* Data entries:

****************************************

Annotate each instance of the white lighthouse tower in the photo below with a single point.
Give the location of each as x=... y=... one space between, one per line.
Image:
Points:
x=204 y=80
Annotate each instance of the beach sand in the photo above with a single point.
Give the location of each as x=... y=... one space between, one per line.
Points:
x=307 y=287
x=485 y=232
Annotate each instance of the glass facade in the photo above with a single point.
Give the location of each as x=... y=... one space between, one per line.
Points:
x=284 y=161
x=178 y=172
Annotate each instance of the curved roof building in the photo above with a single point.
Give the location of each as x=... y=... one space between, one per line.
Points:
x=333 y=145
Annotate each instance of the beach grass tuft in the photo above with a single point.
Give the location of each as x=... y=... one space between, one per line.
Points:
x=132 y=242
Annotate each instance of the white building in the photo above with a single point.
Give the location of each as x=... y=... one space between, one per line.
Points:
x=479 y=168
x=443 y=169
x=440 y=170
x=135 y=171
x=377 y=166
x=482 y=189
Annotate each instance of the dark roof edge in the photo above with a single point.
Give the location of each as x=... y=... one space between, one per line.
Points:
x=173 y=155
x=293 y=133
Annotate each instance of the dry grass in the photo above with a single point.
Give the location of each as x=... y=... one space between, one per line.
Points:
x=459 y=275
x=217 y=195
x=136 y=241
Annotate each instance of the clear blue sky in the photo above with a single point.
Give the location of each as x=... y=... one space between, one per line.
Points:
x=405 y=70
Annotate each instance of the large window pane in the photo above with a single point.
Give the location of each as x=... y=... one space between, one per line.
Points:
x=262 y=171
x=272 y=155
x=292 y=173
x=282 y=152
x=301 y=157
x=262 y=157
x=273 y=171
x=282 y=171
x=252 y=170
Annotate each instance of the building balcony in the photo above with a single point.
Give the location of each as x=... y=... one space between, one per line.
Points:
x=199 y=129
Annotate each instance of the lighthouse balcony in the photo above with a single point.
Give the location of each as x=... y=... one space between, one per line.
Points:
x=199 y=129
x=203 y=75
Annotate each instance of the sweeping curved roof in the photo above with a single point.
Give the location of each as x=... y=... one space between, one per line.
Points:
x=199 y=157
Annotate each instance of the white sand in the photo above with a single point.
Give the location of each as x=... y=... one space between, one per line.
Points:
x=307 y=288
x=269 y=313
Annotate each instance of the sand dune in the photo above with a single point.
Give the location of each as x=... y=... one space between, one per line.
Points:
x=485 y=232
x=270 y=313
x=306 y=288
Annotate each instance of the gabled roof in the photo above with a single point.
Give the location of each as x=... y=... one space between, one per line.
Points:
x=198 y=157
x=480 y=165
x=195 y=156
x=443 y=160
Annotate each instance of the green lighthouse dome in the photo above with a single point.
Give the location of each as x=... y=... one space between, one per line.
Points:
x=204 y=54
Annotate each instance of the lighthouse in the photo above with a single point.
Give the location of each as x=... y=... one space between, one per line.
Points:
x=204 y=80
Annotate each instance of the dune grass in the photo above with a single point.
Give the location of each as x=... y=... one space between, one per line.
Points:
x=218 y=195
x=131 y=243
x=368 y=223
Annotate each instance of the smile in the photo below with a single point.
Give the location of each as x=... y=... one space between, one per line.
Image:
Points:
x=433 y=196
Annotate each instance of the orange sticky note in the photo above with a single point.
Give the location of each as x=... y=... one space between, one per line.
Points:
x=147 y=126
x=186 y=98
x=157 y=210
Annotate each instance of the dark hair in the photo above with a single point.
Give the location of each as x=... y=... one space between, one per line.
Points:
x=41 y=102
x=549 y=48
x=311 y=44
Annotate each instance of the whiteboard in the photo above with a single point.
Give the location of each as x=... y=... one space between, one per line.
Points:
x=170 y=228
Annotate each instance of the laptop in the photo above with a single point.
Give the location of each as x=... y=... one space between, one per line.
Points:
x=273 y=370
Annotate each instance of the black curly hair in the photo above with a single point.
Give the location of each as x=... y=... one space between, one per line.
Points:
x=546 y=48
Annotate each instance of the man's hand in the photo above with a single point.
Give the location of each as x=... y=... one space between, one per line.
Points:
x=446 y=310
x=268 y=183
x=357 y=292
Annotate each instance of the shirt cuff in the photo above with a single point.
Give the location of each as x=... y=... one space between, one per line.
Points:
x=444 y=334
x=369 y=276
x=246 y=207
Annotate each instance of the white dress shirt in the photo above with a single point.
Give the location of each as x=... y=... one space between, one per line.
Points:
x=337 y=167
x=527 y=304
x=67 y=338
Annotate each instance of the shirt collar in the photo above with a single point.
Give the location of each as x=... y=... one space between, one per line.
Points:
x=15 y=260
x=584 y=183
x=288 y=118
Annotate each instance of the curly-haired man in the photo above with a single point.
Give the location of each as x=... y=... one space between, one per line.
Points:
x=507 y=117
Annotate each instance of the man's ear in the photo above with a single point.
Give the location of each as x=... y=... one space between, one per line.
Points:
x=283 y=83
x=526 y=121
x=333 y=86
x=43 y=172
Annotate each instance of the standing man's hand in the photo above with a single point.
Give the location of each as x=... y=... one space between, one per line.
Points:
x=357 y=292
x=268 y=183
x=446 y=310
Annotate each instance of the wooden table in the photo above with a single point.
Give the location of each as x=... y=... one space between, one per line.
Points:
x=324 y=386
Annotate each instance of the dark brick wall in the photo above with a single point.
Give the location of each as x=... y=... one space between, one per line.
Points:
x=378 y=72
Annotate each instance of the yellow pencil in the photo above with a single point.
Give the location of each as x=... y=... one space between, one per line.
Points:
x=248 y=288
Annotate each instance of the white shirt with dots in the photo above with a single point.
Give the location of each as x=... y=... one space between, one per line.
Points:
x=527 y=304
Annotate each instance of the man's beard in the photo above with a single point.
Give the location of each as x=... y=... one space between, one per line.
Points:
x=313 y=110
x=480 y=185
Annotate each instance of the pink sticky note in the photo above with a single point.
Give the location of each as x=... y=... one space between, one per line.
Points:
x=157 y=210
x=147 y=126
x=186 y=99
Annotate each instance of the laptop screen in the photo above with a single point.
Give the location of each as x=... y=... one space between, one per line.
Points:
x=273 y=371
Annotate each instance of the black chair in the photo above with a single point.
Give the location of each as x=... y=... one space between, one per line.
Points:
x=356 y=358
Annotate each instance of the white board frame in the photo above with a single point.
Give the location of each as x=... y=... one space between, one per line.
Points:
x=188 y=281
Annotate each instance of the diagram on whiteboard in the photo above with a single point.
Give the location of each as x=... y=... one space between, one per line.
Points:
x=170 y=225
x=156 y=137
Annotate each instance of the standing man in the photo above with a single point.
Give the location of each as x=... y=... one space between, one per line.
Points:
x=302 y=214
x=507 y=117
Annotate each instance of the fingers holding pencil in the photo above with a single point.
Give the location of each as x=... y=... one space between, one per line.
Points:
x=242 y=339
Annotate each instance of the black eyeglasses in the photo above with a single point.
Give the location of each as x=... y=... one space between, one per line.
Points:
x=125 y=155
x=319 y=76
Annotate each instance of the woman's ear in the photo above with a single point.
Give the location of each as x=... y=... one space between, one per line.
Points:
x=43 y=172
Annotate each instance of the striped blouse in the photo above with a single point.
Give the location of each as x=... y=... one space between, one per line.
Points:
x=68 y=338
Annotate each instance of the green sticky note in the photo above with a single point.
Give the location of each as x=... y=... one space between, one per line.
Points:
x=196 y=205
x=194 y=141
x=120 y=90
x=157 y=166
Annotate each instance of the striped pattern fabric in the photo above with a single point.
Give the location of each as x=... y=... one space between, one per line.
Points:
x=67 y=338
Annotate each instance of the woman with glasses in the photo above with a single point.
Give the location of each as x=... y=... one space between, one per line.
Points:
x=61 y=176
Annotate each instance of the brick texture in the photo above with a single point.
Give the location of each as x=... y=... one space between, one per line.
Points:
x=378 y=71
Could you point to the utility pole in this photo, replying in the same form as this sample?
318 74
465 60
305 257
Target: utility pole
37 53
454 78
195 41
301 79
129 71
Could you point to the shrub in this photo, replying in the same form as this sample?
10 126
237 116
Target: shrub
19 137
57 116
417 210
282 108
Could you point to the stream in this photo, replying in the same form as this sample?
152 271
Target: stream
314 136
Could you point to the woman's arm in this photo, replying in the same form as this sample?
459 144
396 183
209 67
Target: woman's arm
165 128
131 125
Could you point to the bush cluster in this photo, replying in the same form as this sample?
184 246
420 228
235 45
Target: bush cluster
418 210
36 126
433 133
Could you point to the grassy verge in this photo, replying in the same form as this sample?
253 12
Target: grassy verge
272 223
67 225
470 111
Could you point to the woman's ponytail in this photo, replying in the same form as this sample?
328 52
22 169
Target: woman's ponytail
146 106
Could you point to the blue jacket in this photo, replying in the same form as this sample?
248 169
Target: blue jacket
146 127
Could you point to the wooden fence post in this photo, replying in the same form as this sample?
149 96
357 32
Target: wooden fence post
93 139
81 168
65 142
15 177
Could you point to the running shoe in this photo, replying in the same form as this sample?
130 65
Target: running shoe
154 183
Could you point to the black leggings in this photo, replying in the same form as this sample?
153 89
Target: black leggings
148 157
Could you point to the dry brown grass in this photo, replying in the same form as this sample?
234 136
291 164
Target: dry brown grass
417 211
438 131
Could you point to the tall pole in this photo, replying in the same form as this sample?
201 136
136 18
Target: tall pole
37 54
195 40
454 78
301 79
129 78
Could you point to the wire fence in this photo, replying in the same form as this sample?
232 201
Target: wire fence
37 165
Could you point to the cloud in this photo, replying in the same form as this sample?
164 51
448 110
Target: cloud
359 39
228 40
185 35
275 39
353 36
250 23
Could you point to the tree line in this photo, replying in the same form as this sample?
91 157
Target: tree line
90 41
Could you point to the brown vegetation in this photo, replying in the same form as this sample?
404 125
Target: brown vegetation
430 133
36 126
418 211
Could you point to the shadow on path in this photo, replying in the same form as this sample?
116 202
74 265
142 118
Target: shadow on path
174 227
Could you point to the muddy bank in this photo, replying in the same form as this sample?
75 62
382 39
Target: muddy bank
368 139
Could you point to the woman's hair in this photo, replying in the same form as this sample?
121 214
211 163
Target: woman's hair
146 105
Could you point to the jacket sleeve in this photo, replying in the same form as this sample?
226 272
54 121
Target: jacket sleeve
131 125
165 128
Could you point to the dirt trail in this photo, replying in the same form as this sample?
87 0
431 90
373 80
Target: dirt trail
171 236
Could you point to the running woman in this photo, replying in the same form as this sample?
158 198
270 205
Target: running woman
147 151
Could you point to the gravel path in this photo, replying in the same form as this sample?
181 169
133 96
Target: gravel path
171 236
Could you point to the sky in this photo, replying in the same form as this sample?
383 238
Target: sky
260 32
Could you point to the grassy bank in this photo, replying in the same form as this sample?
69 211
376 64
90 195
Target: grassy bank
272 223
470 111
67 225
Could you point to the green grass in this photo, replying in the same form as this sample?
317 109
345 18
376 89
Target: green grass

****************************************

* Exercise objective: Could you repeat word for word the part of the data above that opens with the line containing "Annotate each instance of the white building" and closes with the line containing "x=443 y=160", including both of those lines?

* Answer to the problem:
Annotate each instance of the white building in the photo above with a single point.
Give the location of each as x=... y=... one space between, one per line.
Points:
x=479 y=168
x=443 y=169
x=440 y=170
x=135 y=171
x=377 y=166
x=482 y=189
Annotate each instance of the dark roof edge in the photo above with a single point.
Give the location of each as x=... y=... one space between, one per line.
Points:
x=173 y=155
x=293 y=133
Annotate each instance of the dry grass in the photo above with a single point.
Give the location of each as x=... y=... one space between, one per line.
Points:
x=459 y=275
x=217 y=195
x=136 y=241
Annotate each instance of the clear blue sky in the photo above with a single point.
Give the location of each as x=... y=... one space between, one per line.
Points:
x=405 y=70
Annotate each instance of the large window pane in the photo above with a single point.
Give the location of each as x=... y=... one space between, one per line.
Points:
x=262 y=171
x=272 y=155
x=292 y=173
x=282 y=152
x=301 y=157
x=262 y=157
x=273 y=171
x=282 y=171
x=252 y=170
Annotate each instance of the building balcony in the photo above with a single point.
Give the location of each as x=... y=... one space between, one per line.
Points:
x=199 y=129
Annotate each instance of the lighthouse balcony in the photo above with a single point.
Give the location of each as x=... y=... one space between, one per line.
Points:
x=199 y=129
x=203 y=75
Annotate each instance of the sweeping curved roof in the photo above with a single point.
Give the location of each as x=... y=... one space between, one per line.
Points:
x=199 y=157
Annotate each instance of the white sand in the photo above with a single point.
Give the location of each as x=... y=... one space between, one per line.
Points:
x=307 y=288
x=269 y=313
Annotate each instance of the sand dune in the photo above with a single point.
Give the location of each as x=... y=... one space between, one per line.
Points:
x=485 y=232
x=270 y=313
x=306 y=288
Annotate each instance of the gabled roof in the photo above with a single point.
Give the location of each as x=... y=... one space between, one per line.
Points:
x=198 y=157
x=480 y=165
x=195 y=156
x=443 y=160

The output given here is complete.